==== SUPPLIED RECORDS ====

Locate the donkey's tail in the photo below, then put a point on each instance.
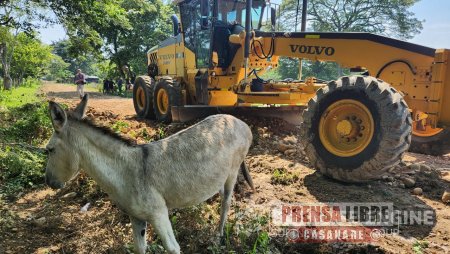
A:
(247, 176)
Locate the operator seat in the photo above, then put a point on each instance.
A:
(225, 50)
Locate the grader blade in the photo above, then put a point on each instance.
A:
(291, 114)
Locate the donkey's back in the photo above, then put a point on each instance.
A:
(190, 166)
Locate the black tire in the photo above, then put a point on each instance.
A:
(438, 144)
(143, 97)
(391, 136)
(167, 85)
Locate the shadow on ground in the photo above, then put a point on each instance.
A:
(328, 190)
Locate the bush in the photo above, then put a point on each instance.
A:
(21, 169)
(22, 162)
(28, 124)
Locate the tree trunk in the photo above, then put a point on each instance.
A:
(7, 81)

====

• _TASK REQUIREMENTS_
Lines with the word "instance": copy each one from the data above.

• _RESULT OF THIS TASK_
Locate the donkey's tail in the photo below, then put a point on each instance.
Locate the operator seat in the photo above, then put a point on each instance.
Locate the grader blade in the photo above, then put a point on each instance.
Locate the donkey's back in the photo above, then put a point on each instance.
Locate the black tire in the photo above, then put a point on each instance.
Locate the shadow on ground in the photo above, then put a point on each instance.
Locate the bush in the photo above, then put a point on each instance.
Locate the tree trunk in the photo above, then put a point on each instance.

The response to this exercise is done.